Rewrite only the material from the line containing "of the tree" through the end of the material, inclusive, with every "identify" changed to "locate" and all else unchanged.
↓
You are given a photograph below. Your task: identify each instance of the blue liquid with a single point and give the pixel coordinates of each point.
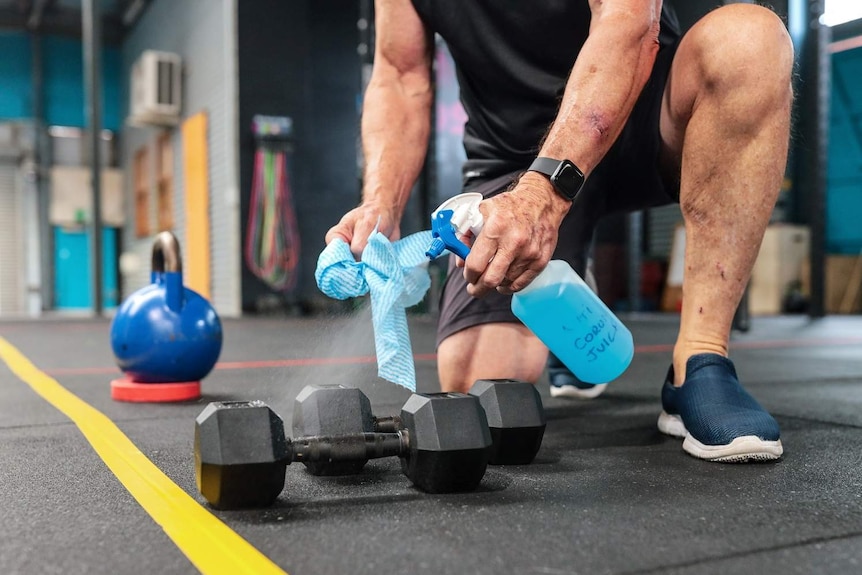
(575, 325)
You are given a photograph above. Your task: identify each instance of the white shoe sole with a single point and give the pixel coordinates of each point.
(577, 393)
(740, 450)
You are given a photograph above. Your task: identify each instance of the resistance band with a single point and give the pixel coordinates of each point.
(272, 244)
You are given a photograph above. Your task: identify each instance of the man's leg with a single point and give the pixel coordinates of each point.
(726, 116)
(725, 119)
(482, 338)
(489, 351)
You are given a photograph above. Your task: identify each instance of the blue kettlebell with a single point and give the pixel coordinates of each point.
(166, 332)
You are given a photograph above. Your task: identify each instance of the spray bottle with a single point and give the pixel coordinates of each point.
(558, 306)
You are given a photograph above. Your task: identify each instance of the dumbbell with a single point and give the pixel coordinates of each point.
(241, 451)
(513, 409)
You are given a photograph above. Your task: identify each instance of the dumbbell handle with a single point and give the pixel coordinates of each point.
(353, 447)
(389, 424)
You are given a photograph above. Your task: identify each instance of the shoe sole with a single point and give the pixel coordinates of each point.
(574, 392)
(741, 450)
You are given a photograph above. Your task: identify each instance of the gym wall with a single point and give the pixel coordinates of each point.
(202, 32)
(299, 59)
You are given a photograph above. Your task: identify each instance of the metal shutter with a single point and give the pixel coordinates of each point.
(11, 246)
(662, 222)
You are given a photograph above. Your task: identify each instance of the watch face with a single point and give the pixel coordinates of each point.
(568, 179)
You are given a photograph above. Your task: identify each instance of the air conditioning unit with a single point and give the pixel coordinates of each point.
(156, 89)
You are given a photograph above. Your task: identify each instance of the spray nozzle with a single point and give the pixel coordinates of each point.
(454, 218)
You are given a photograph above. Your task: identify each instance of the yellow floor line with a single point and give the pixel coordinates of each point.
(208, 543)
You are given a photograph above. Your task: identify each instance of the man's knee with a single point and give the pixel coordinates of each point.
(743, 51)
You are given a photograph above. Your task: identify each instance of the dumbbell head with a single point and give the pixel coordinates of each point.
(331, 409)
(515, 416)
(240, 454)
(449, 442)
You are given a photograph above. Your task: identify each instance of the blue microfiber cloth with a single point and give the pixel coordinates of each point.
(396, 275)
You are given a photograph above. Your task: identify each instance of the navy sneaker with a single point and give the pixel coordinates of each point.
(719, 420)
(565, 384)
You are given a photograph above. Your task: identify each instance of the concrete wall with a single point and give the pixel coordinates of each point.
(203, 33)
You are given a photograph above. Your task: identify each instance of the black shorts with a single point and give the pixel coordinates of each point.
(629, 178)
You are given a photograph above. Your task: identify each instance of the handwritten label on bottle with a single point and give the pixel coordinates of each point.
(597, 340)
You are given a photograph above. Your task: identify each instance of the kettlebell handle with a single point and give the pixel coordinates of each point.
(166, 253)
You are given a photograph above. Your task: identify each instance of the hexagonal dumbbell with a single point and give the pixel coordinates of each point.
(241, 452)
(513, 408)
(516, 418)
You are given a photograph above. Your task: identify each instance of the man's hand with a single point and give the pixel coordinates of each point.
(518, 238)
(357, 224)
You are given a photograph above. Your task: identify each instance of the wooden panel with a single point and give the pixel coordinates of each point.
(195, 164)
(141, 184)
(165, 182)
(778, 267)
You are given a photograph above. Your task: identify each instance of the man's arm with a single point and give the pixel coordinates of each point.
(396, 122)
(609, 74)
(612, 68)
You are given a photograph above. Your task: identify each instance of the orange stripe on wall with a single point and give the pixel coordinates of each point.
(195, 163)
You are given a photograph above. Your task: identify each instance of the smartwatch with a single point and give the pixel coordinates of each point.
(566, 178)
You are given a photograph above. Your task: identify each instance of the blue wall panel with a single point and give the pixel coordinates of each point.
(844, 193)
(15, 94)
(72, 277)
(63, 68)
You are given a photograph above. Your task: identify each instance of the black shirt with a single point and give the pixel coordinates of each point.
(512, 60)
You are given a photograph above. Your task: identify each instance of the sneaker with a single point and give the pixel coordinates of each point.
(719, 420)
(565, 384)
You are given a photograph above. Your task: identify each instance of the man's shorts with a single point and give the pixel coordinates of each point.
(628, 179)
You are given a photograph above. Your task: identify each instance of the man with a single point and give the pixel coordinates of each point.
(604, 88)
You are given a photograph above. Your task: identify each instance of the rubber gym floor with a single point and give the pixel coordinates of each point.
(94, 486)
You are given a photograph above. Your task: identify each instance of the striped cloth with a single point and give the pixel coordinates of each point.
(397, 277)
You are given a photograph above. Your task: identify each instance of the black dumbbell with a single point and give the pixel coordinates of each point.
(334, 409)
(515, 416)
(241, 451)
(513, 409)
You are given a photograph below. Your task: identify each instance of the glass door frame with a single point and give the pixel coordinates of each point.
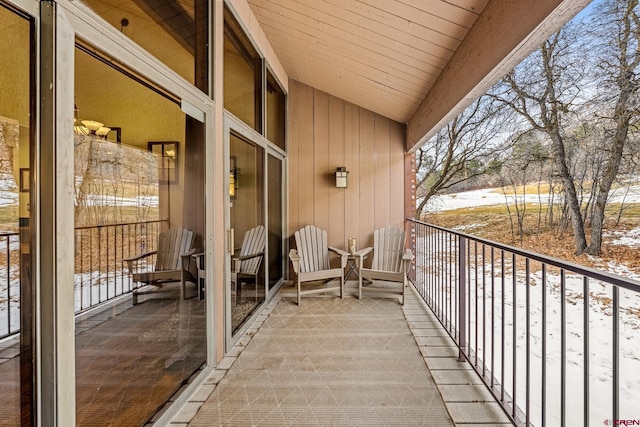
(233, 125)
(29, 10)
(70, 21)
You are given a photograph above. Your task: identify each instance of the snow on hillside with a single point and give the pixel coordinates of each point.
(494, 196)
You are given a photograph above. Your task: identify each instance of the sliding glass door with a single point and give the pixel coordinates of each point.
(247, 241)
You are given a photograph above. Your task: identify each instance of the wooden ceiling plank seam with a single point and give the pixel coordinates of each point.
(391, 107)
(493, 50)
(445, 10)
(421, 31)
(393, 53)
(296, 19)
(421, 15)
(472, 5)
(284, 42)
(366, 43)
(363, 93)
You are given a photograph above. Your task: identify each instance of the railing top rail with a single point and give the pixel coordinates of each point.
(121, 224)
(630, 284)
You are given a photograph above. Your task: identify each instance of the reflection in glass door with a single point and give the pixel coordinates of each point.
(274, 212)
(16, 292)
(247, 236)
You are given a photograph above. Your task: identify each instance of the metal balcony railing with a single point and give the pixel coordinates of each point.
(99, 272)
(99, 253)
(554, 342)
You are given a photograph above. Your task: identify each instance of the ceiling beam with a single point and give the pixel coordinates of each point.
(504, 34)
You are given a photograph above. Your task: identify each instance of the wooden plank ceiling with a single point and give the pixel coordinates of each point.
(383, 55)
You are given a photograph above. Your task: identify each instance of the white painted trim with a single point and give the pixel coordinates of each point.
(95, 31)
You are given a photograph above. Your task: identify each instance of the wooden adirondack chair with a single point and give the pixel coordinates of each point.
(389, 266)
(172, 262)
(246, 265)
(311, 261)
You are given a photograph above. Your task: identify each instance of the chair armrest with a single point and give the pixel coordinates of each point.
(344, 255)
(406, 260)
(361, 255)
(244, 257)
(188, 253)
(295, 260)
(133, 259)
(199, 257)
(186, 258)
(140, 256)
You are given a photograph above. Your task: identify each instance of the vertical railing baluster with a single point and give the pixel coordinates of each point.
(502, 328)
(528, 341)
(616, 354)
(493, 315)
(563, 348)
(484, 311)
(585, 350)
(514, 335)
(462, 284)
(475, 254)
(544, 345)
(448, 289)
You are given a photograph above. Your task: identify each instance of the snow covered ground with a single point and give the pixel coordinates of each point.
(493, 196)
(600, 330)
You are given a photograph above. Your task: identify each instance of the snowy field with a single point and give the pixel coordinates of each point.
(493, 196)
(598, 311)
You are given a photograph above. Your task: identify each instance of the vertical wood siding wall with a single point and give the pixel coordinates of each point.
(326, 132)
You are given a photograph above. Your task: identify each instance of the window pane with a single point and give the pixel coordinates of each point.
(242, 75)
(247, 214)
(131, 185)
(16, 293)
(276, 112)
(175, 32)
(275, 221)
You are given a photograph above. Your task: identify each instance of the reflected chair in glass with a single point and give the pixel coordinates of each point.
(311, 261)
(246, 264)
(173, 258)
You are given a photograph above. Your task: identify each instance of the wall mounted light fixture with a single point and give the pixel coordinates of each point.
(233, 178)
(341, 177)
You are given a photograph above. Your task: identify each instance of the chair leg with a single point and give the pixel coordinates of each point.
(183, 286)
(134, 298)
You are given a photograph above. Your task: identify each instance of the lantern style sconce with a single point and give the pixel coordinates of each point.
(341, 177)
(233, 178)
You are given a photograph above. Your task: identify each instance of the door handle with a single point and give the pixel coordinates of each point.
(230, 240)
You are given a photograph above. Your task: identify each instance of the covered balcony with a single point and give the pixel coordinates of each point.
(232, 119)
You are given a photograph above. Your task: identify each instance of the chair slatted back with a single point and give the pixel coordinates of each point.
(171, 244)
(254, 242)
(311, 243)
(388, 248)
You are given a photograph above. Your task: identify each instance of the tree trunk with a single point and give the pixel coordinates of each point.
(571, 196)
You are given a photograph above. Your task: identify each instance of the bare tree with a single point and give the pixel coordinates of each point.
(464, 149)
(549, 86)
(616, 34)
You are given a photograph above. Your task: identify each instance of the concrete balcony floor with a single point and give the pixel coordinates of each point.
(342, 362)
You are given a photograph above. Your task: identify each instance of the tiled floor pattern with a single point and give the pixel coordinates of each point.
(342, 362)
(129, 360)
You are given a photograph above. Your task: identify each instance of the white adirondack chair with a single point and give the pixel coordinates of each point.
↑
OUTPUT OF THE EXERCISE
You are given a photograph above. Your task: locate each instance of the tree trunk with a single point and give the pixel coordinates of each point.
(571, 196)
You are given a photograph above. Your task: locate each instance of the bare tree with a single point and give the pixel coordinates of each point.
(464, 149)
(549, 86)
(616, 34)
You are given a photograph above. Your task: locate each instance of the concrete balcony floor with a single point and give the pixel coordinates of each point.
(342, 362)
You are given a photograph above. Your task: locate each instance of the tiled floor pattern with a single point and give the pixel coordinates of each point.
(342, 362)
(129, 360)
You are given a photograph above. Your task: locate each instance of the white adirondack chair with a single point and give the pixel coordinates of each point.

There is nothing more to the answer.